Directions:
Extract each line of the data below that contains the string "horizontal". The match is case-sensitive.

Records provided:
⁂

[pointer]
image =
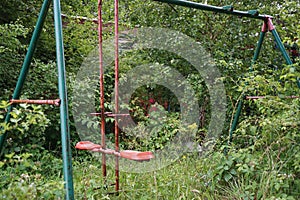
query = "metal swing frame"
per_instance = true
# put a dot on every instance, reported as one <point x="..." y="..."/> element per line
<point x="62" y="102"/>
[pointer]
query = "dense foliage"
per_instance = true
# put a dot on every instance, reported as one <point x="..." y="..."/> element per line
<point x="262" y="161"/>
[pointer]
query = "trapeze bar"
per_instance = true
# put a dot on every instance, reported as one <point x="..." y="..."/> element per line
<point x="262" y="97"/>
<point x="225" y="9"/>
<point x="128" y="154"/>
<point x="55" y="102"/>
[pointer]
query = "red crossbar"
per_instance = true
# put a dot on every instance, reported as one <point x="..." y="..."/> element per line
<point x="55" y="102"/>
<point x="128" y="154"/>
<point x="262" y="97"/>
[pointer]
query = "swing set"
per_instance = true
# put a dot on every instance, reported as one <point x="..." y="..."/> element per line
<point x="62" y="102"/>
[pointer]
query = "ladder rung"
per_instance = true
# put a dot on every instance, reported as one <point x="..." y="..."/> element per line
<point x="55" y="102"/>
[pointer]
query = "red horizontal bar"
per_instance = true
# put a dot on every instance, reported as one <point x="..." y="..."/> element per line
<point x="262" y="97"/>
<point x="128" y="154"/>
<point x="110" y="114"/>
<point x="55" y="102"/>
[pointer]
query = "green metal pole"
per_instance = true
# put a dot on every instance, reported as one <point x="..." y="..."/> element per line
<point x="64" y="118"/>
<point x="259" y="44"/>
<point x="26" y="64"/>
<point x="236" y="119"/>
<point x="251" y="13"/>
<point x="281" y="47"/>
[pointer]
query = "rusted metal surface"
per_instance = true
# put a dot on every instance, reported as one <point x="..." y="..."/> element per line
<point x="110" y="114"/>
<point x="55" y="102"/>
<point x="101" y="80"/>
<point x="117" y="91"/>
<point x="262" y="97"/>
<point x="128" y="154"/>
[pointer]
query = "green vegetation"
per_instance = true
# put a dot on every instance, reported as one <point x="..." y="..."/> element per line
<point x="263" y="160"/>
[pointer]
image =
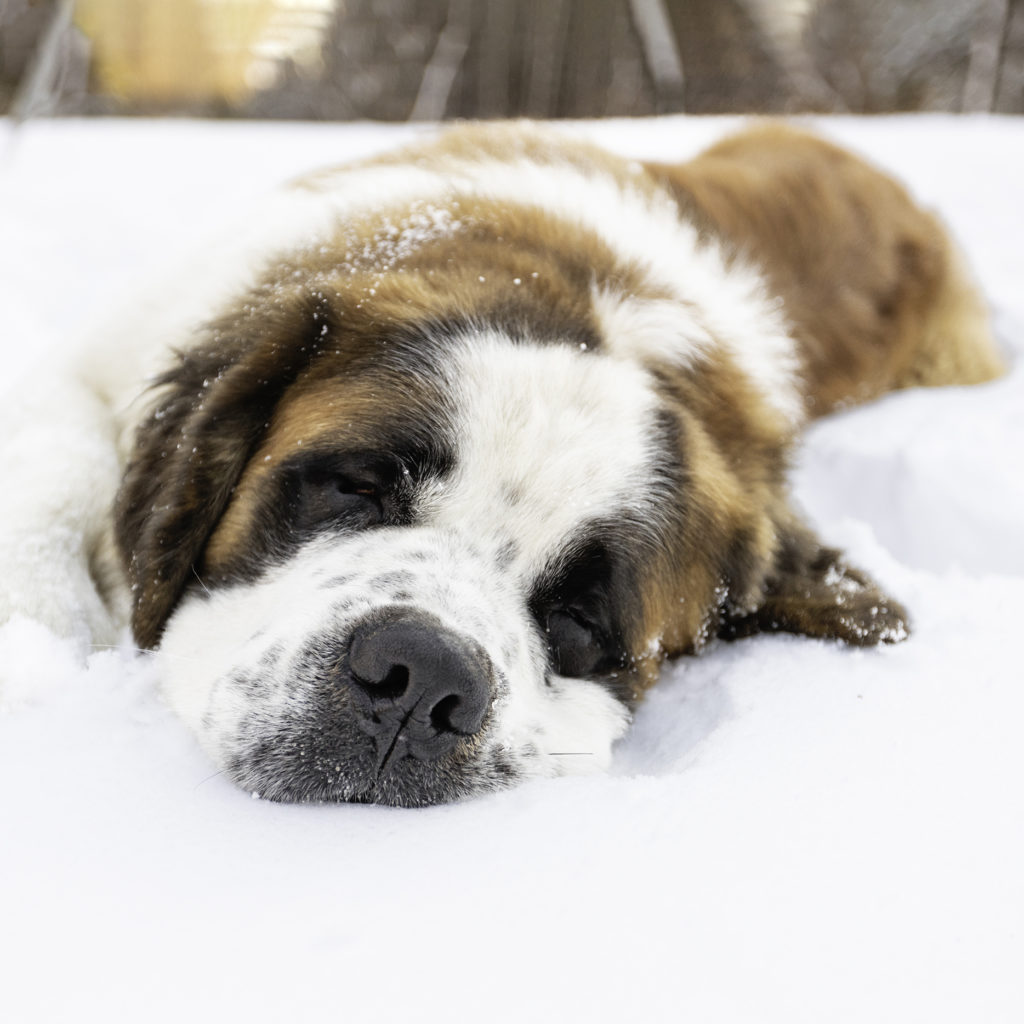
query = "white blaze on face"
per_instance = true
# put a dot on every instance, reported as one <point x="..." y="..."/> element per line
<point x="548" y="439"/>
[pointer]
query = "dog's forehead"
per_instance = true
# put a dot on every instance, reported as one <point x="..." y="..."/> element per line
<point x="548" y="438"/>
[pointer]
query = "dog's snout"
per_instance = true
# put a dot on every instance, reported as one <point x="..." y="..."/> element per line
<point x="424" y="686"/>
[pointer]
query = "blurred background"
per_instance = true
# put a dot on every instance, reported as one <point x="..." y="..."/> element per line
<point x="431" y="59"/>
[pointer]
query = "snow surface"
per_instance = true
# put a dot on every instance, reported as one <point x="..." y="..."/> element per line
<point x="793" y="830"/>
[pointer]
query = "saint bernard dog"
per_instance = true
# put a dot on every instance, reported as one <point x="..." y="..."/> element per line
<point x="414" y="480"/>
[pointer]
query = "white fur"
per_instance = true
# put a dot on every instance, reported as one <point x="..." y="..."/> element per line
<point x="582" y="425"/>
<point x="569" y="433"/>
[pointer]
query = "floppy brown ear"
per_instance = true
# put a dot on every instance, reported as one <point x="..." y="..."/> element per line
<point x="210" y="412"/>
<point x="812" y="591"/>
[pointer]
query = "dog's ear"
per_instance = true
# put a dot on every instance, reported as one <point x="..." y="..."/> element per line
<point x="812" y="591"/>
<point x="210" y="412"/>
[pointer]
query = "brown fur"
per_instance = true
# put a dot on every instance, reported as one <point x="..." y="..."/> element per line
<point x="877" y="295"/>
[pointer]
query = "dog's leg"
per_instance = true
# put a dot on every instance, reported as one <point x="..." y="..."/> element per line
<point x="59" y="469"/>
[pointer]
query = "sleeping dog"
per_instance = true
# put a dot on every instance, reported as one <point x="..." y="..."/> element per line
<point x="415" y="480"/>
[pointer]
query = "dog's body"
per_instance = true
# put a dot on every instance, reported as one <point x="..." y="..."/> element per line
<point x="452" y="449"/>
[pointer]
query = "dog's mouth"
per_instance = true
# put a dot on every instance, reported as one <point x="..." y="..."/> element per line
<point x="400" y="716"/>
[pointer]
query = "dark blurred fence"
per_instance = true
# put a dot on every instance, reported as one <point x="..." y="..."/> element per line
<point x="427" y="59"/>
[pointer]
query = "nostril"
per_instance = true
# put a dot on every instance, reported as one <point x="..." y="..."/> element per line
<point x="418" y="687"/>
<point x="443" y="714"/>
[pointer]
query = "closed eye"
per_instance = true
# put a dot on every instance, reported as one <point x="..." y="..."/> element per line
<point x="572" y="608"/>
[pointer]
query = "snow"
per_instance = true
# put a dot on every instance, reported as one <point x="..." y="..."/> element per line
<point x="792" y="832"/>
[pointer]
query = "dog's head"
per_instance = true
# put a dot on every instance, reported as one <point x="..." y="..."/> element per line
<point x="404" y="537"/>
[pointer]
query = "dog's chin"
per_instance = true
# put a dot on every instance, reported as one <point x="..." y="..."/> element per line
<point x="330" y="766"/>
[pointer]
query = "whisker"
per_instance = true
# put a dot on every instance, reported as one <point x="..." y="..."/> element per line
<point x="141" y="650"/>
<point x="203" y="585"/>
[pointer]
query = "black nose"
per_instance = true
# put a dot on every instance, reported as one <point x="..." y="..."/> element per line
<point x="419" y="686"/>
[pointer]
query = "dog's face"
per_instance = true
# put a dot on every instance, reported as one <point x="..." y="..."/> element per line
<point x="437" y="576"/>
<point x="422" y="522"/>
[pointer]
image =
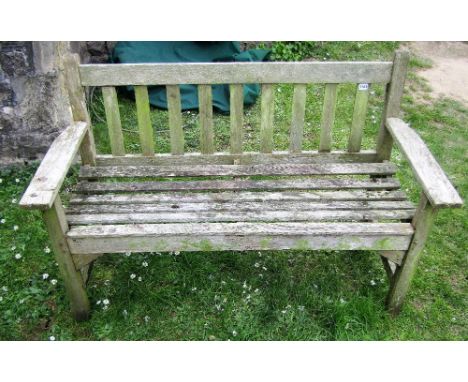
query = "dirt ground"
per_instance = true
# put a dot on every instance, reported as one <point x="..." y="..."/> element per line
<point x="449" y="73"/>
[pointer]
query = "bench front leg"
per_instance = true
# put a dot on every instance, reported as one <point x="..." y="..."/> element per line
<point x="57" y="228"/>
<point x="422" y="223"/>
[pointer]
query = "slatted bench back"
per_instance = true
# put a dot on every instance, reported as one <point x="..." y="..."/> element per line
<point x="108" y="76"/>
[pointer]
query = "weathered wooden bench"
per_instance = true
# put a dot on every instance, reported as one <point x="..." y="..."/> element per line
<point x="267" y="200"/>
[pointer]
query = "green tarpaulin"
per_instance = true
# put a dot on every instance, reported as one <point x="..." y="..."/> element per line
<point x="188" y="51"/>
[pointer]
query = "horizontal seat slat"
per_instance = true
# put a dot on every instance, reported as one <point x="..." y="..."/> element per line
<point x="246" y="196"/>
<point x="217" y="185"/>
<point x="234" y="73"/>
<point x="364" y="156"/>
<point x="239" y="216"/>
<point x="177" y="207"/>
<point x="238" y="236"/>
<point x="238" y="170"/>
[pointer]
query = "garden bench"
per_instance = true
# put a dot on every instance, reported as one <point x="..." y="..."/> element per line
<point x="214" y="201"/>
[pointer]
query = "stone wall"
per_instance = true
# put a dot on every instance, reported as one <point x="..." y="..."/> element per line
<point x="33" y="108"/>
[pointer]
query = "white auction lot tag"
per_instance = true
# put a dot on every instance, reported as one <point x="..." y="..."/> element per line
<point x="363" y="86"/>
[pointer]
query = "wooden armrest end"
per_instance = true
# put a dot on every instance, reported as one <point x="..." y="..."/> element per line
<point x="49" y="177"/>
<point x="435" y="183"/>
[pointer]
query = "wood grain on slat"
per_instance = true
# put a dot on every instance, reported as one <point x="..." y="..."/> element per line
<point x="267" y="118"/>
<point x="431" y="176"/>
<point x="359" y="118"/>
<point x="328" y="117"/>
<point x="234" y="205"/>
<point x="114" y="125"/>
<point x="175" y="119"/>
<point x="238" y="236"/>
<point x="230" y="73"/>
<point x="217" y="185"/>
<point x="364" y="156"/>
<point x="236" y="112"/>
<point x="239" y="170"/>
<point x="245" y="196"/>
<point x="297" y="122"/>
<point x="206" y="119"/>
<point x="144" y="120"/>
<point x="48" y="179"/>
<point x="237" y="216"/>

⁂

Output for this exercise:
query = "red horizontal bar"
query = "horizontal seat slat"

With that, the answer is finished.